Text provided:
Segment Open
John le Carré’s Novels Weren’t Just Spy Thrillers — They Were High Literature

Paco Ignacio Taibo II
Todd Chretien

One year ago today, novelist John le Carré died at age eighty-nine. His talent for turning spy novels into great literature was unmatched.

English writer and spy novelist John le Carré in 1965. (Terry Fincher / Express / Getty Images)

Born David John Moore Cornwell in 1931 to a con man father who ended up in jail — “when he cheated others, he cheated himself” — and an absentee mother, the future John le Carré became a diligent student of nineteenth-century German literature. He was recruited by the British Secret Intelligence Service while at Oxford and ended up laboring in obscure counterespionage endeavors during the years of the Cold War. His superficial chroniclers — in the absence of any good biography on hand aside from his memoir, The Pigeon Tunnel — speak vaguely about interrogations of German and Soviet deserters, his time in Vienna, and the omnipresence of Berlin, that gray city fragmented by interminable plots. The work, confessed le Carré, was conducted in an “inexact manner.”

Being a spy was not enough. He wrote a novel — in longhand, as he always did — which he was forced to publish under a pseudonym because of the official secrets law, obliging him to disguise his anecdotes. His signatures on a nondisclosure agreement forced him to bury his past in anonymity, a circumstance which, in 1961, gave birth to “John le Carré” and Call for the Dead. The action in his first novel played out between British spy George Smiley and his Soviet counterpart, Dieter Frey, two former comrades in arms in the war against Nazism who now found themselves on opposite sides of the Cold War. The book produced the Smiley character — his last name clashing with a profoundly somber personality — who would become inseparable from his creator over the years.

In an opening chapter called “A Brief History of George Smiley,” his exceedingly beautiful wife, Lady Ann, describes him as “tremendously vulgar” and then takes off with a Cuban race-car driver. In ten masterful pages, le Carré deploys a mix of innuendo and the most outlandish commentary to detail the odd lot who surround his protagonist, painting a picture of Smiley as a “sentimental” and impassioned lover of England (owing to his extended time abroad), a man who flees from the “temptations of friendship,” a son of Oxford recruited by his emeritus professors, and an instructor who taught in Germany — rounded up by the secret service at the end of the war.
Segment Closed
What is needed:
Copy out the John le Carré article above word for word, from its headline through its last sentence.

Data below:
Segment Open
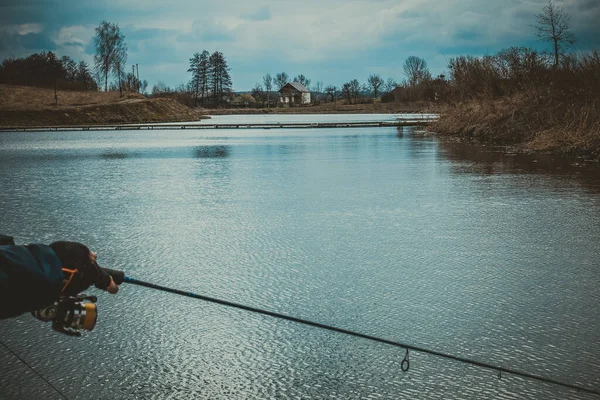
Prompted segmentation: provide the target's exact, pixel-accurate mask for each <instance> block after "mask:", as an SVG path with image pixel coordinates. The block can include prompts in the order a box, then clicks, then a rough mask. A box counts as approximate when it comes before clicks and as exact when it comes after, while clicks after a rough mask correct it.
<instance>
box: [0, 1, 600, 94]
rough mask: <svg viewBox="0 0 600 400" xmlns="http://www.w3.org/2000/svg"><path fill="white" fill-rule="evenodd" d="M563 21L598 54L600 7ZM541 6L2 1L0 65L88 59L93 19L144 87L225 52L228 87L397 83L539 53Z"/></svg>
Segment Closed
Result of the task:
John le Carré’s Novels Weren’t Just Spy Thrillers — They Were High Literature

Paco Ignacio Taibo II
Todd Chretien

One year ago today, novelist John le Carré died at age eighty-nine. His talent for turning spy novels into great literature was unmatched.

English writer and spy novelist John le Carré in 1965. (Terry Fincher / Express / Getty Images)

Born David John Moore Cornwell in 1931 to a con man father who ended up in jail — “when he cheated others, he cheated himself” — and an absentee mother, the future John le Carré became a diligent student of nineteenth-century German literature. He was recruited by the British Secret Intelligence Service while at Oxford and ended up laboring in obscure counterespionage endeavors during the years of the Cold War. His superficial chroniclers — in the absence of any good biography on hand aside from his memoir, The Pigeon Tunnel — speak vaguely about interrogations of German and Soviet deserters, his time in Vienna, and the omnipresence of Berlin, that gray city fragmented by interminable plots. The work, confessed le Carré, was conducted in an “inexact manner.”

Being a spy was not enough. He wrote a novel — in longhand, as he always did — which he was forced to publish under a pseudonym because of the official secrets law, obliging him to disguise his anecdotes. His signatures on a nondisclosure agreement forced him to bury his past in anonymity, a circumstance which, in 1961, gave birth to “John le Carré” and Call for the Dead. The action in his first novel played out between British spy George Smiley and his Soviet counterpart, Dieter Frey, two former comrades in arms in the war against Nazism who now found themselves on opposite sides of the Cold War. The book produced the Smiley character — his last name clashing with a profoundly somber personality — who would become inseparable from his creator over the years.

In an opening chapter called “A Brief History of George Smiley,” his exceedingly beautiful wife, Lady Ann, describes him as “tremendously vulgar” and then takes off with a Cuban race-car driver. In ten masterful pages, le Carré deploys a mix of innuendo and the most outlandish commentary to detail the odd lot who surround his protagonist, painting a picture of Smiley as a “sentimental” and impassioned lover of England (owing to his extended time abroad), a man who flees from the “temptations of friendship,” a son of Oxford recruited by his emeritus professors, and an instructor who taught in Germany — rounded up by the secret service at the end of the war.